**Aim:** In full and without alteration, give the listing again.

-------- Raw data

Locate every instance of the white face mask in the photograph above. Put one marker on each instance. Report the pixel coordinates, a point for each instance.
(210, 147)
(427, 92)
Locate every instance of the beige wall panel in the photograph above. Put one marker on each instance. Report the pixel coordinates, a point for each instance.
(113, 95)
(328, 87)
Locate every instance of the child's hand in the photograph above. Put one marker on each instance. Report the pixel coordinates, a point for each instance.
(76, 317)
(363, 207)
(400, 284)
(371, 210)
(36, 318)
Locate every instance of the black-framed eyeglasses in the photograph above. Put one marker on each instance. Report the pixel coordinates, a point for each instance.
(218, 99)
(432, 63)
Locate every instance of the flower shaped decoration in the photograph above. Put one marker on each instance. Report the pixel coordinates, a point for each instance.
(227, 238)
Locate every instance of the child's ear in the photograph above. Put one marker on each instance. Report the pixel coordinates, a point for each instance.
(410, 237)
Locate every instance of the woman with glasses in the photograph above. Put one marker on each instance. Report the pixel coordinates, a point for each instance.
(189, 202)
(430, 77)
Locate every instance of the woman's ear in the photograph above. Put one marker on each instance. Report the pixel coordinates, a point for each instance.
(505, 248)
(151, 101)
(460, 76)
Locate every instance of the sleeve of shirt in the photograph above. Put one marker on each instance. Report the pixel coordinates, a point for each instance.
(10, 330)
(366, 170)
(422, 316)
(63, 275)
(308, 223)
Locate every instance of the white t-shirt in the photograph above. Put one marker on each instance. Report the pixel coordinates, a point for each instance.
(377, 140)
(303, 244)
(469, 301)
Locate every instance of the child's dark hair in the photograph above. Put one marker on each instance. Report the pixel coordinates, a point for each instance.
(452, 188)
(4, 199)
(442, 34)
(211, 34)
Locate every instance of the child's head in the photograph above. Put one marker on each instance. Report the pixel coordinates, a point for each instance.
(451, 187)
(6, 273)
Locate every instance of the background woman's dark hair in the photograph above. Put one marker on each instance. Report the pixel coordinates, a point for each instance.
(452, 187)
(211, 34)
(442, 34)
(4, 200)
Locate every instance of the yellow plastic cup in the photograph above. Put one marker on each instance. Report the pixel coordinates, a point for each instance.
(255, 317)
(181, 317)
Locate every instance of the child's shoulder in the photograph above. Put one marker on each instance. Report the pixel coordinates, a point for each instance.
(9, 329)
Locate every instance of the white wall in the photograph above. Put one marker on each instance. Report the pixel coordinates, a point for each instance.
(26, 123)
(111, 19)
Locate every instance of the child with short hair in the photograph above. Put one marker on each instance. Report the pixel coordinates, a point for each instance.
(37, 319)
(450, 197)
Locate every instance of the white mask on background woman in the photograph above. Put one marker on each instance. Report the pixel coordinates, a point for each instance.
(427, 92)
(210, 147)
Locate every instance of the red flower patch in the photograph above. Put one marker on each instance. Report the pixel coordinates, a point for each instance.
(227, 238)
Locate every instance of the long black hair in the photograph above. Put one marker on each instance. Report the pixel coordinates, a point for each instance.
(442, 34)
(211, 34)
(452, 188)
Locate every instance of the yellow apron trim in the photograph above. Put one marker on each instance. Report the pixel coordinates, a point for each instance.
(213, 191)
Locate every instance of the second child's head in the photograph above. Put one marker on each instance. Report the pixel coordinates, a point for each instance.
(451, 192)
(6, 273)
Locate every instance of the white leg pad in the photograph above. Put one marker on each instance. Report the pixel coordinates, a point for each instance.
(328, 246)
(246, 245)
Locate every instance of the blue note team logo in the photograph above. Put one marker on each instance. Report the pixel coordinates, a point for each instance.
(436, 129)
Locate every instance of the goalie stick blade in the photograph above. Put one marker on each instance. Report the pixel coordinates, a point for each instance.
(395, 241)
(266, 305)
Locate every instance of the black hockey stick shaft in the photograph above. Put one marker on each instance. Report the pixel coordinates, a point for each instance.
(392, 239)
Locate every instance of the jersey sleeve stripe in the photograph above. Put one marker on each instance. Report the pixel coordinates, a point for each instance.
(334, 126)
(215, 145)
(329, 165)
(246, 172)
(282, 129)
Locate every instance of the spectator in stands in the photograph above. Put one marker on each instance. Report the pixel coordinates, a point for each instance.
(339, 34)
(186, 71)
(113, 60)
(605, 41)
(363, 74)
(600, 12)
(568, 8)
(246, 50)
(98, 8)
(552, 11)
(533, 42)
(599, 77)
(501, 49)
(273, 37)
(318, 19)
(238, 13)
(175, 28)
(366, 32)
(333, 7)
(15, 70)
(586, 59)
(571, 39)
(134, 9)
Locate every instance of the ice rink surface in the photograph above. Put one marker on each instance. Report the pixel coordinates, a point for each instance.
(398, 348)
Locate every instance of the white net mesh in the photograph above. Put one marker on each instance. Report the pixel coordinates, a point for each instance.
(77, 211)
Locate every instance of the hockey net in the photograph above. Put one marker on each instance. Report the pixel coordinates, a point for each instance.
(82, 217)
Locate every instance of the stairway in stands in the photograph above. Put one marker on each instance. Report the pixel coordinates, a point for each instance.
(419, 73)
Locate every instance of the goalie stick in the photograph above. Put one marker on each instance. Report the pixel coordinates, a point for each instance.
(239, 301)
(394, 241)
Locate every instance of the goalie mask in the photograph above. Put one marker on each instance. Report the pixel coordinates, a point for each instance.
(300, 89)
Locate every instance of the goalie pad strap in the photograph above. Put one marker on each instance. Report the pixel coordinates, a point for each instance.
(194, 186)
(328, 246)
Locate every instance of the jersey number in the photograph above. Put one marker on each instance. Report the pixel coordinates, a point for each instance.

----------------

**Exercise response:**
Locate every instance of the white face mask in the photograph above. Put one marker on each instance. Report the pixel coordinates, a point for each instance.
(210, 147)
(427, 92)
Locate every instance of the beige wall panel in the photograph above. Put one marker on each instance. Report the pixel coordinates, a point for each instance.
(113, 95)
(328, 87)
Locate every instance of the child's hand in the photograph above. Put one marker on each instance. Report the pixel coordinates, a point for each instance.
(76, 317)
(363, 207)
(400, 284)
(371, 210)
(36, 318)
Locate every instance of the black-framed eyeglasses in the photograph above. Put one marker on each instance. Report the pixel coordinates, a point for each instance.
(218, 99)
(432, 63)
Locate every instance of the flower shaped decoration in the photograph above. Put one marker on each instance. Report the pixel coordinates, a point for each instance.
(227, 238)
Locate every instance of the child's ear in the photograph above. Put one marker on each instance. Report the pixel coordinates, a point for each instance.
(410, 237)
Locate every instance of the woman with glasses in the photograph above. Put one marker on each instance. Report the pixel coordinates, a point for each instance.
(189, 202)
(430, 77)
Locate every instance of the woman's ear in the photograph above. Put one marker on each instance. Report the pixel coordinates, a point for each instance.
(505, 248)
(151, 101)
(460, 76)
Locate every instance of the sleeve of shirt in the photograph above. Put one marker on each instance. Report the pixel coordinates, a point for each instance.
(10, 330)
(366, 170)
(422, 316)
(63, 275)
(308, 223)
Locate every instance of the white t-shirt in the photograph above. Put one marker on each instance. Report the pixel coordinates, a point for each instance.
(377, 140)
(303, 244)
(469, 301)
Locate every instance of the child's dark hair in the photograph above. Put one marker on each instance. Report the pixel coordinates, a point for each instance.
(452, 188)
(4, 199)
(442, 34)
(211, 34)
Locate every instance of the child's head in the photograph above. Put one marker on each instance. Report the pixel coordinates, a point for each instance.
(451, 187)
(6, 273)
Locate every instance of the background woman's dark hair in the photograph above. Put one marker on each instance. Report the pixel coordinates, a point for each instance.
(452, 187)
(211, 34)
(442, 34)
(4, 200)
Locate every instance of the yellow plastic cup in the photograph above. Put one marker on each instance. Report the pixel coordinates, a point for each instance.
(255, 317)
(181, 317)
Locate every instance of the child's shoulder in the photograph above. Put one marker on each instance. Report the pixel coordinates, a point for each instance.
(9, 329)
Locate every instance of the white wall in the photograph above. Put one marker on each instance. Report the pixel coordinates, a point for each instance.
(26, 123)
(111, 19)
Locate every instance of the child with short hair in the photograph above. Put one marker on each instance. Report the pixel coordinates, a point for each instance.
(37, 319)
(450, 197)
Locate every instance of the white mask on background woman in the photograph above. Put one marker on each instance. Report the pixel coordinates, a point for each instance.
(427, 92)
(210, 147)
Locate every instance of the red flower patch in the photograph above. Put one marker on each instance. Report the pixel coordinates, a point for each instance.
(227, 238)
Locate every instance of the long black hair in the photograph above. Put one marker on each instance. Report the pixel coordinates, a point for each instance.
(442, 34)
(211, 34)
(452, 188)
Locate every instance of the yellow apron trim in the photograph above. Put one marker on each instance. Report the pixel coordinates, a point for each instance.
(213, 191)
Locate every instance of the second child's head in the photograph above. Put one marker on each instance. Report the pixel coordinates, a point for each instance.
(451, 192)
(6, 273)
Locate every instance of the white leg pad in the photograph above. Put one marker on each instance. Report the pixel coordinates, a point for each instance.
(328, 246)
(246, 245)
Locate every instance of the blue note team logo in the photograph above. Put one marker on each instance. Report the pixel coordinates, a point for each instance.
(436, 129)
Locate every instance of the goalie stick blade in the photograph above. Put one marker on each instance. Report the pixel coordinates, a point for each instance.
(395, 241)
(266, 305)
Locate every instance of the black hockey stick shaft in the photograph above. Put one marker on each instance. Report the pixel coordinates, a point for each instance.
(392, 239)
Locate every instance of the jersey sleeve stripe in the photograph above. Put one marker on each instance. Report the pixel coordinates, a point for each instance.
(334, 126)
(215, 145)
(329, 165)
(246, 172)
(282, 129)
Locate every instance of the spectator in stands in the photograph above. Put one marker on each instance. Report the pixel coordinates, a point for each instance.
(339, 34)
(186, 71)
(113, 60)
(605, 41)
(363, 74)
(600, 12)
(568, 8)
(246, 50)
(98, 8)
(552, 11)
(533, 42)
(599, 77)
(501, 49)
(273, 37)
(318, 19)
(238, 13)
(175, 28)
(366, 32)
(333, 7)
(15, 70)
(586, 59)
(571, 39)
(134, 9)
Locate every instance of the ice rink surface in the photograph above. Put one marker on each instance. Report the pixel coordinates, a point for each instance.
(398, 348)
Locate every instance of the white net mesh in the photograph above. Put one marker on each instance. Report the pixel coordinates, a point for each instance.
(77, 211)
Locate every instance of the hockey net in the photograph above. Put one marker on each instance. Report the pixel coordinates, a point for each instance.
(82, 217)
Locate every instance of the stairway in stands in the photograph above. Put one marker on each instance. Report the pixel coordinates, a point for each instance.
(419, 73)
Locate every instance of the goalie stick in the photograph above. Put one marker on each instance. Report the pixel coordinates, a point for each instance.
(239, 301)
(394, 241)
Locate every instance of the goalie mask in the photograph above. Put one marker on each instance. Report the pixel coordinates, a point for each instance.
(300, 89)
Locate every instance of the goalie pad strap in the photograph above. Put one marker on each instance. Report the pixel coordinates, a point for each instance.
(194, 186)
(328, 246)
Locate every instance of the jersey number in the photograph above. Put one marker on each instance. Report the pixel coordinates, a point for each instance.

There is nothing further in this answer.